4  Report Formatting

flowchart LR
Fig[Figures] --> Lay[Layout<br>Size]
Tab[HTML Tables]
Place[Placement] --> places[Margin<br>Tabs<br>Expand/Hide]
rept[reptools] --> rhf[Report Writing<br>Helper Functions]
OF[Overall Format] --> ofs[HTML]
OF --> ltx[LaTeX] --> pdf[pdf]
OF --> mfd[Multi-Format<br>Reports]
MD[Metadata<br>Report<br>Annotations] --> mds[Variable Labels<br>and Units]

A state-of-the-art way to make reproducible reports is to use a statistical computing language such as R and its knitr package in conjunction with either RMarkdown or Quarto, with the latter likely to replace the former. Both of the report-making systems allow one to produce reports in a variety of formats including html, pdf, and Word. Html is recommended because pages can be automatically resized to allow optimum viewing on devices of most sizes, and because html allows for interactive graphics and other interactive components. Pdf is produced by converting RMarkdown or Quarto-produced markdown elements to \(\LaTeX\).

Report formatting is very much enhanced by using variable attributes such as labels and units of measurement that are not considered in base R. Methods for better annotating output using labels and units are given below.

This document can serve as a template for using R with Quarto; one can see the raw script by clicking on Code at the top right of the report. When one has only one output format target, things are fairly straightforward except some situations where mixed formats are rendered in the same code chunk. Click below for details.

To make use of specialized functions that produce html or \(\LaTeX\) markup, one often has to put results='asis' in the code chunk header to keep the system from disturbing the generated html or \(\LaTeX\) markup so that it will be typeset correctly in the final document. This process works smoothly but creates one complication: if you print an object that produces plain text in the same code chunk, the system will try to typeset it in html or \(\LaTeX\). To prevent this from happening you either need to split the chunks into multiple chunks (some with results='asis' and some not) or you need to make it clear that parts of the output are to be typeset verbatim. To do that a simple function pr can sense if results='asis' is in effect for the current chunk. If so, the object is surrounded by the markdown verbatim indicator—three consecutive back ticks. If not the object is left alone. pr is defined in the marksupSpecs$markdown$pr object, so you can bring it to your session by copying into a local function pr as shown below, which has a chunk option results='asis' to show that verbatim output appears anyway. If the argument obj to pr is a data frame or data table, variables will be rounded to the value given in the argument dec (default dec=3) before printing. If you specify inline=x the object x is printed with cat() instead of print(). inline is more for printing character strings.

Problems to solve:
- a) In the report formatting text, what is the default value of the dec argument to pr?
- b) Reproduce word for word the passage of the report formatting text that begins at the words "This document can" and stops after the words "below for details.".

Raw records:

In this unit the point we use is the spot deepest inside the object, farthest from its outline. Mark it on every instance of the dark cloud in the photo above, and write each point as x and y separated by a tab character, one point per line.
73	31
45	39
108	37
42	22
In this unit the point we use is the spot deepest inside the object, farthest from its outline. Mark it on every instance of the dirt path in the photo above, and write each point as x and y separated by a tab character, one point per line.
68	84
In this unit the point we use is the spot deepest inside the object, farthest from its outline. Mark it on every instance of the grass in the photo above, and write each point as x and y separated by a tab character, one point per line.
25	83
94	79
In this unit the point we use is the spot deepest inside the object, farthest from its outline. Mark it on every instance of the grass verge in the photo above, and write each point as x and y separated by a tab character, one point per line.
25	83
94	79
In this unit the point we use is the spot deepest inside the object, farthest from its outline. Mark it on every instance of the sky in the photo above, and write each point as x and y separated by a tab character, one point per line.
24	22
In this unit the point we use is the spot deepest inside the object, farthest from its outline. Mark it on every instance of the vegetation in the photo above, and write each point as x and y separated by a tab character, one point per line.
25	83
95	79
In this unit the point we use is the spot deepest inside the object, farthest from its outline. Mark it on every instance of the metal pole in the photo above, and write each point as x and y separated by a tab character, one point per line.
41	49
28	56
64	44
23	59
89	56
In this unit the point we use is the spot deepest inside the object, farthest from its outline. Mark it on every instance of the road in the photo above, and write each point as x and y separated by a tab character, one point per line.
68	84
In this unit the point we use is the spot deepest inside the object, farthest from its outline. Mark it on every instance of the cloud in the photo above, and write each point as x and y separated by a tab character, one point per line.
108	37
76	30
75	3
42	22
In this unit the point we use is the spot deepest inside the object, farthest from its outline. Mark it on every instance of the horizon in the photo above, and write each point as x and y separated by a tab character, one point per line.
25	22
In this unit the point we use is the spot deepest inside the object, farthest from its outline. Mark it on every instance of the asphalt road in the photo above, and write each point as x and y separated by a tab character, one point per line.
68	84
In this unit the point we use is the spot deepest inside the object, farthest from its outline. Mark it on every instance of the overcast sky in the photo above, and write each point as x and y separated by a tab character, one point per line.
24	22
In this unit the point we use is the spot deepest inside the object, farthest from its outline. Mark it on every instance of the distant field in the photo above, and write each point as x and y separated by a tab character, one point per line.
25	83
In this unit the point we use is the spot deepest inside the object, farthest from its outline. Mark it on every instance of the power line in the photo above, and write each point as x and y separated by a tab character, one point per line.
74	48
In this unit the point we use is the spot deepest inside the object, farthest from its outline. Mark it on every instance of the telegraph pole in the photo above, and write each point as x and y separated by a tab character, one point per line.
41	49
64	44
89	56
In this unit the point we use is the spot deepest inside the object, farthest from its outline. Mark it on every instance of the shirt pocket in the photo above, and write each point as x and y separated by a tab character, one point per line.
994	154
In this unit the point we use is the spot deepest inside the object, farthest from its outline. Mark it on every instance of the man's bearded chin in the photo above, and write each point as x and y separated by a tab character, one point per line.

Responses in order:
- a) The default is dec=3.

- b)
This document can serve as a template for using R with Quarto; one can see the raw script by clicking on Code at the top right of the report. When one has only one output format target, things are fairly straightforward except some situations where mixed formats are rendered in the same code chunk. Click below for details.